### Exercise set
a: Reproduce the tweet map critique from "These are important" up to and including "of all else.", substituting "obsession" for "fetish".
b: According to the tweet map critique, roughly what percentage of all geotagged tweets does the map actually visualize?

### Source passage
________________________________________

These are important questions, regardless of whether they’re applied to this particular map or any other one. The issue in this case, however, seems to be that the answers to some of these questions conflict with one another, or with the ways the project is itself described. The detail that seems to be valued here is of the “every tweet ever” variety, or, put simply “more = better”, the fetish for bigger data at the expense of all else.

But more data isn’t necessarily better, and it certainly doesn’t mean that there’s more detail, especially when the only bit of detail you're concerned with in each of these six billion points is the latitude and longitude coordinates. Each of these individual tweets contains a wealth of other interesting information, from information about the user and the way they describe themselves, to the time the tweet was created to the text of the tweet itself, which might contain hashtags that link up with bigger conversations, or @-mentions to other Twitter users that might be used to understand social networks and interactions. All of these bits of information represent a kind of detail that is not included in this, the most detailed tweet map ever

As we’ve been arguing for the past two years or so, there are a range of social and spatial processes represented in geotagged tweets that we can’t get at if all we’re concerned with is the latitude and longitude coordinates. So to say that this represents the most detailed tweet map ever serves to reify what we see as two of the most problematic assumptions of contemporary big data/social media research: (1) that more data is equivalent to better data, and (2) that the only important aspect of the data is the geographic coordinates attached to it. There's lots of interesting stuff that can be done with this kind of data, and we can do better than simply plotting points on a map and calling it a day [1]

Even if one were inclined to accept the argument that more tweets equals more detail, how should we interpret the fact that this map only visualizes about 9% of all geotagged tweets, due to the design decisions necessary in order to make the map nice and pretty [2]? Due to the existence of exact or near-duplicate coordinates that would make points indistinguishable from one another, this, the most detailed tweet map ever, actually eliminates about 91% of the detail that it seems to value most (i.e., the presence or absence of points on the map). The Gizmodo headline about the map reads, “The Most Detailed Tweet Map Ever Includes 6,341,973,478 Tweets”... except that, you know, it doesn’t [3].

________________________________________

### Provided data
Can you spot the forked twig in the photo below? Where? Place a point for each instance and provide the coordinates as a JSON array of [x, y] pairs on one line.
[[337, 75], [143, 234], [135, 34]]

________________________________________

### Solutions to the tasks
a:
These are important questions, regardless of whether they’re applied to this particular map or any other one. The issue in this case, however, seems to be that the answers to some of these questions conflict with one another, or with the ways the project is itself described. The detail that seems to be valued here is of the “every tweet ever” variety, or, put simply “more = better”, the obsession for bigger data at the expense of all else.

b: About 9%.